*Aufgabe 1*: Können Sie aus dem Textauszug zur Investitionstätigkeit den Abschnitt abschreiben, der bei den Worten „Schneller als erwartet“ beginnt und nach „Zeiten – kräftig angeregt.“ endet?

*Textauszug*:
Exportfunke springt auf das Inland über

Schneller als erwartet sind die Investitionen in Deutschland nach der Krise wieder angestiegen. Die bereits im vergangenen Jahr einsetzende Erholung des Außenhandels hat die Investitionstätigkeit hierzulande – wie meistens auch in früheren Zeiten – kräftig angeregt.

In Deutschland wurde durch die starke und mittlerweile breit angelegte Erholung bereits kräftig Boden gutgemacht. Der Weg aus der Krise lief zunächst ausschließlich über die Erholung der Ausfuhrtätigkeit und in sektoraler Hinsicht über die Industrie. Dabei wurde der deutsche Außenhandel in starkem Maß durch die kräftig anziehende Nachfrage aus den aufstrebenden Volkswirtschaften angetrieben. Die Ausfuhrtätigkeit der deutschen Industrie wird auch weiterhin das gesamtwirtschaftliche Wachstum prägen. Gleichwohl ist bereits im Jahr 2010 ein Wechsel der Auftriebskräfte hin zu einer stärkeren Bedeutung der Binnennachfrage zu beobachten. Der Exportfunke ist bereits deutlich auf die Investitionstätigkeit der Unternehmen übergesprungen. Mit der weiteren Verstetigung der Arbeitsmarkt- und Einkommensentwicklung wird schließlich auch der private Konsum immer stärkere Wachstumsbeiträge liefern.

*Aufgabe 2*: Können Sie in den Einträgen unten jede Koordinate mit 1,65 multiplizieren und auf ganze Zahlen runden, wobei ab ,5 aufgerundet wird? Beginnen Sie bei der Zeile mit „the black glove?“, hören Sie nach der letzten Zeile der Einträge auf und geben Sie nur diese Zeilen vollständig wieder, die Textzeilen eingeschlossen.

*Zu bearbeitende Einträge*:

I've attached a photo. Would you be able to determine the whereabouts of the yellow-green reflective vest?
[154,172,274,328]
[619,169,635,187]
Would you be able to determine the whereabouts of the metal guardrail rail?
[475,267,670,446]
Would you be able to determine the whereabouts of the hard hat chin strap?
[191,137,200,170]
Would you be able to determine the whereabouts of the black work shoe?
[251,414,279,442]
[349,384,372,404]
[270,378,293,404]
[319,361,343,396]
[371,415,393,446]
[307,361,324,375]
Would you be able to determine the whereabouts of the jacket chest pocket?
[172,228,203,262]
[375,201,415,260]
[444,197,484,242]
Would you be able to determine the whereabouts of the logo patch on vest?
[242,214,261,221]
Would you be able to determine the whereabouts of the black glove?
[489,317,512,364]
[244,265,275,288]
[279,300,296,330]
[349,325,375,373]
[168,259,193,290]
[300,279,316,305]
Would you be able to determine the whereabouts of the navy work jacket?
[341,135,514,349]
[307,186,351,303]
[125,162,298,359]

*Antwort 1*:
Schneller als erwartet sind die Investitionen in Deutschland nach der Krise wieder angestiegen. Die bereits im vergangenen Jahr einsetzende Erholung des Außenhandels hat die Investitionstätigkeit hierzulande – wie meistens auch in früheren Zeiten – kräftig angeregt.

*Antwort 2*:
Would you be able to determine the whereabouts of the black glove?
[807,523,845,601]
[403,437,454,475]
[460,495,488,545]
[576,536,619,615]
[277,427,318,479]
[495,460,521,503]
Would you be able to determine the whereabouts of the navy work jacket?
[563,223,848,576]
[507,307,579,500]
[206,267,492,592]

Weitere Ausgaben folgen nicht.